What you are asked to do: Could you give the entries again, exactly as written?
--- START ---
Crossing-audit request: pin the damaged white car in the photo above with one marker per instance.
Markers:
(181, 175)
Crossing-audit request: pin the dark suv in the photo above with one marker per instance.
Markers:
--- END ---
Problem solution:
Crossing-audit request: pin the damaged white car in the photo above with one marker per instance.
Markers:
(181, 175)
Crossing-audit request: pin the dark suv in the photo above with one marker per instance.
Markers:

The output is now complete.